===== Excerpt to read =====

Does it mean “something spicy”? Is it a Maidu Indian word for “mountain”? Is it what your grandmother yells when she sees a spider?

In the case of midtown, Yamanee definitely means “tall.”

Yamanee is the name of a 13-story, 178-foot condo tower proposed for the southeast corner of 25th and J streets. It would be modern and tall – perhaps the tallest building in midtown.

Its 134 condos would have large patios with fireplaces that face inside and out, inspired by lanais found in Hawaii. The rooftop would have a gym, sun deck and lap pool. A vertical network of plant life would extend the height of the structure.

Did we mention it would be tall?

Yamanee is the vision of Ryan Heater. While his family has owned property in midtown for years, he hasn’t developed any major projects in town.

Heater said coming up with the name for the tower was the hard part. Perhaps that’s true, but he has a lot of heavy lifting in front of him to prove he can build the tallest residential tower in midtown. It starts with a Planning Commission hearing next month, when he’ll ask the city to give him the OK to go higher than the 65-foot height limit in midtown.

Heater said this kind of project wouldn’t work in most corners of midtown. But it works at 25th and J because there aren’t historic buildings in its path and J Street is a major thoroughfare that can support dense, vertical housing. Yamanee would replace a two-story building Heater owns that houses a barbershop, a Thai restaurant and a Birkenstock shoe store.

“This building works to many advantages,” he said.

Despite the tower’s scale, an overwhelming majority of the letters and emails sent to City Hall about this project have been supportive. Midtown neighbors fight each other over garage heights, so the level of support is a bit surprising.

However, limited opposition to Yamanee is percolating because of the city’s building height limit in midtown. And the opposition is coming from two of the city’s better-known preservationists: William Burg and Karen Jacques.

Both are concerned that if city officials allow Heater to deviate from the neighborhood’s height restrictions, they’ll have to do the same for every developer who wants to build a high-rise in midtown. And this city has a storied history of developers buying land, unveiling ambitious plans for high-rise towers and then – poof! – nothing happens.

=====

Written instruction
Continue the article about the proposed Yamanee tower in midtown from its last sentence.

===== Recorded information =====

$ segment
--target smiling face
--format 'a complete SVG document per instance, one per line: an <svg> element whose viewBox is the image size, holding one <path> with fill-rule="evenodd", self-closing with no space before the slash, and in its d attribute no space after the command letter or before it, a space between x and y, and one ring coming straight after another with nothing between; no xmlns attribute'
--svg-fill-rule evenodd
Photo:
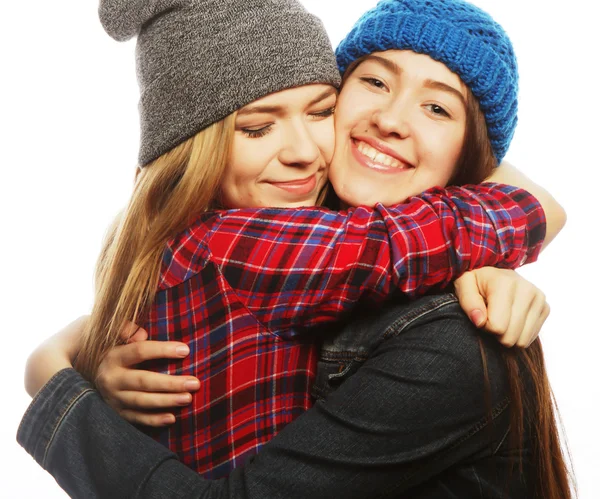
<svg viewBox="0 0 600 499"><path fill-rule="evenodd" d="M467 91L427 55L376 52L346 79L329 178L350 206L392 205L445 186L461 156Z"/></svg>
<svg viewBox="0 0 600 499"><path fill-rule="evenodd" d="M305 85L240 109L221 184L223 206L315 205L333 156L336 99L330 85Z"/></svg>

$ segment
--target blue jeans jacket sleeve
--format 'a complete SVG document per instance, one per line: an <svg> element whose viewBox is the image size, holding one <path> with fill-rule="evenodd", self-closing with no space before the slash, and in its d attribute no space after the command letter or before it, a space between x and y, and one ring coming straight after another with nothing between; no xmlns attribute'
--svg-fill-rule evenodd
<svg viewBox="0 0 600 499"><path fill-rule="evenodd" d="M337 389L226 479L207 481L186 468L72 369L34 399L18 440L81 498L504 497L510 453L503 455L508 401L500 347L485 341L489 420L479 332L455 303L435 310L409 315L418 318L410 327L388 328ZM510 497L530 497L519 477Z"/></svg>

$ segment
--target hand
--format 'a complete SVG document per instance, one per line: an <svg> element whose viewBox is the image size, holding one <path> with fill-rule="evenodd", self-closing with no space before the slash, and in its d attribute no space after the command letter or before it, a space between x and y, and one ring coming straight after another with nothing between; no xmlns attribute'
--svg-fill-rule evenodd
<svg viewBox="0 0 600 499"><path fill-rule="evenodd" d="M550 315L546 296L514 270L483 267L454 282L462 309L505 346L528 347Z"/></svg>
<svg viewBox="0 0 600 499"><path fill-rule="evenodd" d="M73 367L89 317L81 316L38 346L25 365L25 389L32 397L58 371Z"/></svg>
<svg viewBox="0 0 600 499"><path fill-rule="evenodd" d="M110 350L98 368L98 391L130 423L147 426L174 423L175 415L165 409L189 404L190 392L200 388L198 379L143 371L134 366L150 359L183 359L189 348L174 341L146 341L148 333L134 324L125 328L122 337L128 344Z"/></svg>

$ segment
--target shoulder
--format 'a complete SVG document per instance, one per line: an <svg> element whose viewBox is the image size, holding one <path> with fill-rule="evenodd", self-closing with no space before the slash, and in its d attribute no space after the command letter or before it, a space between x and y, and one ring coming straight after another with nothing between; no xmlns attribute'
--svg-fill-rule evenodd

=====

Response
Burg pointed to the 1000 block of J Street, where a developer owns a handful of properties and has big plans to construct a 39-story hotel and condo tower – plans that city officials are skeptical will materialize. In the meantime, a line of empty buildings and lots stands along a highly visible stretch of downtown.

“The concern is that if they set that precedent, it will lead to a wave of property speculation,” Burg said. “That’s a real risk. (Developers) could buy land speculatively and let it sit for 20 years.”

Jacques said she and others fought hard to get zoning codes into the city’s general plan that set height limits in midtown. She loves Yamanee’s design and wishes Heater wanted to build it downtown or in the railyard.

“If Yamanee is approved, it will not only seriously – and irreparably – damage a place that so many people have loved and fought for, but it will also send a message that public involvement in determining city policy is pointless,” she said.

This debate will evolve quickly. Heater said he has investors lined up and has spent “several million dollars” already on design plans and city permit requests. If all goes smoothly, he wants to start construction next spring.

Is what he’s proposing a dangerous precedent? Is it a natural progression for the city’s most desirable urban neighborhood? Or is this really just about one project on one street corner, as Heater said?

As usual in Sacramento, it seems to be a little bit of everything.